### [SHORT TASK]
Reproduce every line of the listing below that contains the string "paint", treating uppercase and lowercase as distinct.

************

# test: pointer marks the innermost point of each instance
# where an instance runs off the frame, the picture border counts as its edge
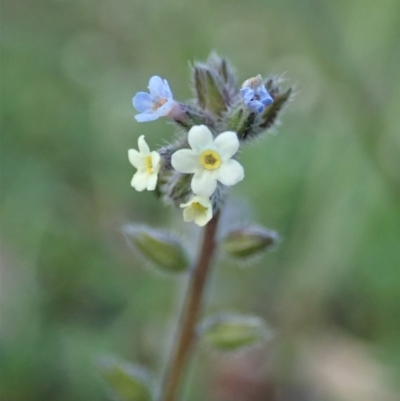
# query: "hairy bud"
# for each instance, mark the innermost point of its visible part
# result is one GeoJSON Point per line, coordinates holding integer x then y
{"type": "Point", "coordinates": [126, 382]}
{"type": "Point", "coordinates": [159, 248]}
{"type": "Point", "coordinates": [229, 332]}
{"type": "Point", "coordinates": [248, 241]}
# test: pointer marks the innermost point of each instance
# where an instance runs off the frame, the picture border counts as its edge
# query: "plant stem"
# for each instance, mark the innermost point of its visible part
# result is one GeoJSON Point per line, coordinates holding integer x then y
{"type": "Point", "coordinates": [191, 310]}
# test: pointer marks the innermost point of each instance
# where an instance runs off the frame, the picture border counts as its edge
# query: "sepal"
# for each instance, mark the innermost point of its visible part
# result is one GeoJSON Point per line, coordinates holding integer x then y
{"type": "Point", "coordinates": [126, 382]}
{"type": "Point", "coordinates": [246, 242]}
{"type": "Point", "coordinates": [231, 332]}
{"type": "Point", "coordinates": [163, 250]}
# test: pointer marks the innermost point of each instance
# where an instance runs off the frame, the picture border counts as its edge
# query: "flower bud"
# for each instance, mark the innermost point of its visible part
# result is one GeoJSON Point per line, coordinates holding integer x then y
{"type": "Point", "coordinates": [159, 248]}
{"type": "Point", "coordinates": [248, 241]}
{"type": "Point", "coordinates": [229, 332]}
{"type": "Point", "coordinates": [209, 90]}
{"type": "Point", "coordinates": [126, 382]}
{"type": "Point", "coordinates": [270, 114]}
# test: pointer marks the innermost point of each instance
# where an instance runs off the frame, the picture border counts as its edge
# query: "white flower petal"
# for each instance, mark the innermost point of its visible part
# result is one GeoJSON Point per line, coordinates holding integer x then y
{"type": "Point", "coordinates": [152, 182]}
{"type": "Point", "coordinates": [155, 161]}
{"type": "Point", "coordinates": [139, 181]}
{"type": "Point", "coordinates": [143, 147]}
{"type": "Point", "coordinates": [135, 158]}
{"type": "Point", "coordinates": [203, 218]}
{"type": "Point", "coordinates": [204, 183]}
{"type": "Point", "coordinates": [189, 214]}
{"type": "Point", "coordinates": [185, 161]}
{"type": "Point", "coordinates": [230, 172]}
{"type": "Point", "coordinates": [200, 138]}
{"type": "Point", "coordinates": [227, 144]}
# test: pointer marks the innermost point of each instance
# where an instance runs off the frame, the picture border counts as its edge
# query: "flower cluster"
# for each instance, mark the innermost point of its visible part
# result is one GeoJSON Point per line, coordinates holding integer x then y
{"type": "Point", "coordinates": [193, 171]}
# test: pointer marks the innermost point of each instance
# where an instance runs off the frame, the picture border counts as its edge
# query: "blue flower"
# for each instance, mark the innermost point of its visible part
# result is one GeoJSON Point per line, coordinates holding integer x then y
{"type": "Point", "coordinates": [255, 95]}
{"type": "Point", "coordinates": [157, 103]}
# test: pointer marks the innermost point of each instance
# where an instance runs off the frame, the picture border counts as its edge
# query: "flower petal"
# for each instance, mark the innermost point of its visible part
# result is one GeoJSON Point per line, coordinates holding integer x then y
{"type": "Point", "coordinates": [203, 218]}
{"type": "Point", "coordinates": [166, 92]}
{"type": "Point", "coordinates": [227, 144]}
{"type": "Point", "coordinates": [155, 161]}
{"type": "Point", "coordinates": [165, 108]}
{"type": "Point", "coordinates": [200, 138]}
{"type": "Point", "coordinates": [247, 94]}
{"type": "Point", "coordinates": [185, 161]}
{"type": "Point", "coordinates": [230, 173]}
{"type": "Point", "coordinates": [135, 158]}
{"type": "Point", "coordinates": [144, 117]}
{"type": "Point", "coordinates": [204, 183]}
{"type": "Point", "coordinates": [139, 181]}
{"type": "Point", "coordinates": [143, 147]}
{"type": "Point", "coordinates": [156, 86]}
{"type": "Point", "coordinates": [142, 102]}
{"type": "Point", "coordinates": [189, 214]}
{"type": "Point", "coordinates": [152, 182]}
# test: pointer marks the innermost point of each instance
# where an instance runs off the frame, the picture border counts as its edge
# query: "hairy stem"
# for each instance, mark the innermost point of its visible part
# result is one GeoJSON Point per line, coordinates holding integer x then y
{"type": "Point", "coordinates": [191, 310]}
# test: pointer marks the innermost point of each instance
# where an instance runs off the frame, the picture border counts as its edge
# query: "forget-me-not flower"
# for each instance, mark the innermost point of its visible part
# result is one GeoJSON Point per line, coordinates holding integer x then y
{"type": "Point", "coordinates": [255, 95]}
{"type": "Point", "coordinates": [197, 209]}
{"type": "Point", "coordinates": [159, 102]}
{"type": "Point", "coordinates": [209, 160]}
{"type": "Point", "coordinates": [147, 164]}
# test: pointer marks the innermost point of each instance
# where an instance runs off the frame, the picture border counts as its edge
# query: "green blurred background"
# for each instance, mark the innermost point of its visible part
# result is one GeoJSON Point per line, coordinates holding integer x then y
{"type": "Point", "coordinates": [329, 183]}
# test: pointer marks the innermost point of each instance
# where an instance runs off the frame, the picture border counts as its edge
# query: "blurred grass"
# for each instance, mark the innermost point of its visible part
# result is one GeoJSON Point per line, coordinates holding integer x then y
{"type": "Point", "coordinates": [71, 290]}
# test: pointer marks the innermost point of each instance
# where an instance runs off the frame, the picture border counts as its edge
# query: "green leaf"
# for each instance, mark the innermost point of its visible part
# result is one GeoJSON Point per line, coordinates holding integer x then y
{"type": "Point", "coordinates": [162, 249]}
{"type": "Point", "coordinates": [230, 332]}
{"type": "Point", "coordinates": [127, 382]}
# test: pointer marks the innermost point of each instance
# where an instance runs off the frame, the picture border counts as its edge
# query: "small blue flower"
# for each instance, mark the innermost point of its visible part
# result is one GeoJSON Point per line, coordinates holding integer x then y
{"type": "Point", "coordinates": [159, 102]}
{"type": "Point", "coordinates": [255, 95]}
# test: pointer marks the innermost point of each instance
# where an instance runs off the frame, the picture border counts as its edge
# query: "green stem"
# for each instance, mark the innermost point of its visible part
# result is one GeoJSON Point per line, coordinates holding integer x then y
{"type": "Point", "coordinates": [191, 310]}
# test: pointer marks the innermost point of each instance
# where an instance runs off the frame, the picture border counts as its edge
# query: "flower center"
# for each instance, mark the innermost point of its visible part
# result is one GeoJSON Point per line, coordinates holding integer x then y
{"type": "Point", "coordinates": [210, 159]}
{"type": "Point", "coordinates": [158, 104]}
{"type": "Point", "coordinates": [199, 207]}
{"type": "Point", "coordinates": [149, 164]}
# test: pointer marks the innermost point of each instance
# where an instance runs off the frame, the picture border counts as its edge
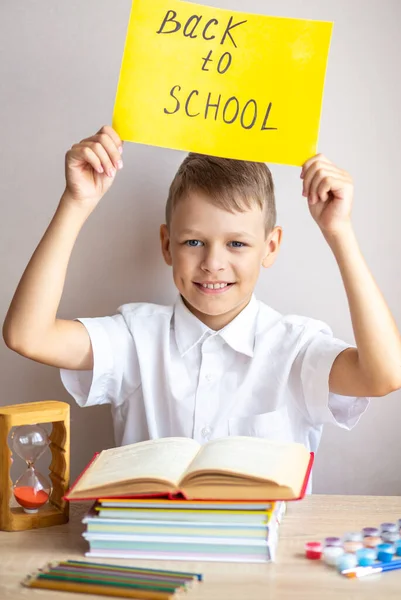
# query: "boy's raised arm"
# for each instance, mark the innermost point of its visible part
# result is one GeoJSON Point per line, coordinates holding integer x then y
{"type": "Point", "coordinates": [373, 368]}
{"type": "Point", "coordinates": [31, 327]}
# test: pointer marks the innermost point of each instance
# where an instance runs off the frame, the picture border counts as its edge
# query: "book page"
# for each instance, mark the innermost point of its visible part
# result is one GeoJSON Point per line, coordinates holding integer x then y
{"type": "Point", "coordinates": [164, 459]}
{"type": "Point", "coordinates": [282, 463]}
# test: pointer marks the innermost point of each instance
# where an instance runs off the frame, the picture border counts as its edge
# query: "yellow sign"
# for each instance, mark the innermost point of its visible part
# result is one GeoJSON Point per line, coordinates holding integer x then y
{"type": "Point", "coordinates": [222, 82]}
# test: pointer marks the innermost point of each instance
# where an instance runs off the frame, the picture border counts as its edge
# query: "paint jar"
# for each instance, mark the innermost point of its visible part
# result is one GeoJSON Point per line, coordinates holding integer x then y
{"type": "Point", "coordinates": [351, 546]}
{"type": "Point", "coordinates": [390, 537]}
{"type": "Point", "coordinates": [331, 554]}
{"type": "Point", "coordinates": [372, 541]}
{"type": "Point", "coordinates": [346, 561]}
{"type": "Point", "coordinates": [353, 536]}
{"type": "Point", "coordinates": [332, 541]}
{"type": "Point", "coordinates": [366, 557]}
{"type": "Point", "coordinates": [385, 552]}
{"type": "Point", "coordinates": [388, 527]}
{"type": "Point", "coordinates": [313, 550]}
{"type": "Point", "coordinates": [370, 532]}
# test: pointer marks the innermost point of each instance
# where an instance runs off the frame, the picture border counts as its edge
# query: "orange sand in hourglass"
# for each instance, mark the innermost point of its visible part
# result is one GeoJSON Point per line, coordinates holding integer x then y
{"type": "Point", "coordinates": [28, 497]}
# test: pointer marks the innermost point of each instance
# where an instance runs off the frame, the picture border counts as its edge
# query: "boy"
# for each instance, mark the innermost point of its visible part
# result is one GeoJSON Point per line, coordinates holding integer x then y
{"type": "Point", "coordinates": [219, 362]}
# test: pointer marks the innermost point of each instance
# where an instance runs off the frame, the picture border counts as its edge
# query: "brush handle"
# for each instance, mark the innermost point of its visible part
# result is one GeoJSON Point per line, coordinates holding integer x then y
{"type": "Point", "coordinates": [391, 566]}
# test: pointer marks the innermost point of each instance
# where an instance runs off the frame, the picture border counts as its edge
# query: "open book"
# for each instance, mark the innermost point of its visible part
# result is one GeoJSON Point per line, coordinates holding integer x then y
{"type": "Point", "coordinates": [231, 468]}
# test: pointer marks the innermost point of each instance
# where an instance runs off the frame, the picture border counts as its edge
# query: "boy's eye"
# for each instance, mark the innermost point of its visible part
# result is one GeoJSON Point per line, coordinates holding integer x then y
{"type": "Point", "coordinates": [193, 243]}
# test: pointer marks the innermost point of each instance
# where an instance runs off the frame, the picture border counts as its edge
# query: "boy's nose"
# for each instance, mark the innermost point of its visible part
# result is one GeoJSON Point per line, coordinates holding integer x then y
{"type": "Point", "coordinates": [213, 261]}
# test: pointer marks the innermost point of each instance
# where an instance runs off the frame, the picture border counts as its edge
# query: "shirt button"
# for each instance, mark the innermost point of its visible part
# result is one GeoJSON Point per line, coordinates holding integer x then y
{"type": "Point", "coordinates": [206, 431]}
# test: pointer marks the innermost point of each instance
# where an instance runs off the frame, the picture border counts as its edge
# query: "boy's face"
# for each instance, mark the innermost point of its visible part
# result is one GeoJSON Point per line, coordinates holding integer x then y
{"type": "Point", "coordinates": [216, 256]}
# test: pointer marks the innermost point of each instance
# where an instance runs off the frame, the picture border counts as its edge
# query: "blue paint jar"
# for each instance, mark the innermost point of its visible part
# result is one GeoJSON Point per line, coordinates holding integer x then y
{"type": "Point", "coordinates": [385, 552]}
{"type": "Point", "coordinates": [366, 557]}
{"type": "Point", "coordinates": [346, 561]}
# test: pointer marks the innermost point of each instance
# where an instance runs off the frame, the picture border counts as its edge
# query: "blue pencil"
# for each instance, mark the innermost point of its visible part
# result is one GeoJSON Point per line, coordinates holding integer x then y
{"type": "Point", "coordinates": [376, 568]}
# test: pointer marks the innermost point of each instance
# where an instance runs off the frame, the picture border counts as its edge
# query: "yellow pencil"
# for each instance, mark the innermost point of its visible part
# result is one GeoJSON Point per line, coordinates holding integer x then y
{"type": "Point", "coordinates": [86, 588]}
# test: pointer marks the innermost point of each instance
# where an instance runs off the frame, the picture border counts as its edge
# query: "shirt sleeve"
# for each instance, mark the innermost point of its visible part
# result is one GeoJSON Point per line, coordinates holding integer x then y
{"type": "Point", "coordinates": [115, 364]}
{"type": "Point", "coordinates": [313, 363]}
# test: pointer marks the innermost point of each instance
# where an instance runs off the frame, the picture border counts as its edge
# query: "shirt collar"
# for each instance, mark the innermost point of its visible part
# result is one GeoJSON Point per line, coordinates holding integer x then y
{"type": "Point", "coordinates": [239, 334]}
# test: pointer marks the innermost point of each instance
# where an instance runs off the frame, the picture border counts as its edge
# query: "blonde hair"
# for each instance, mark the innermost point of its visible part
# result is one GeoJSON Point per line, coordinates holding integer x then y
{"type": "Point", "coordinates": [232, 185]}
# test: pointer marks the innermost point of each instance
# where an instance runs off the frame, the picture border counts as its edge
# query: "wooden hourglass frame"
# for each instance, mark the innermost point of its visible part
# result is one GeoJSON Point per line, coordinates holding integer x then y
{"type": "Point", "coordinates": [32, 413]}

************

### [FULL OUTPUT]
# query: "paint jar"
# query: "blue paint jar"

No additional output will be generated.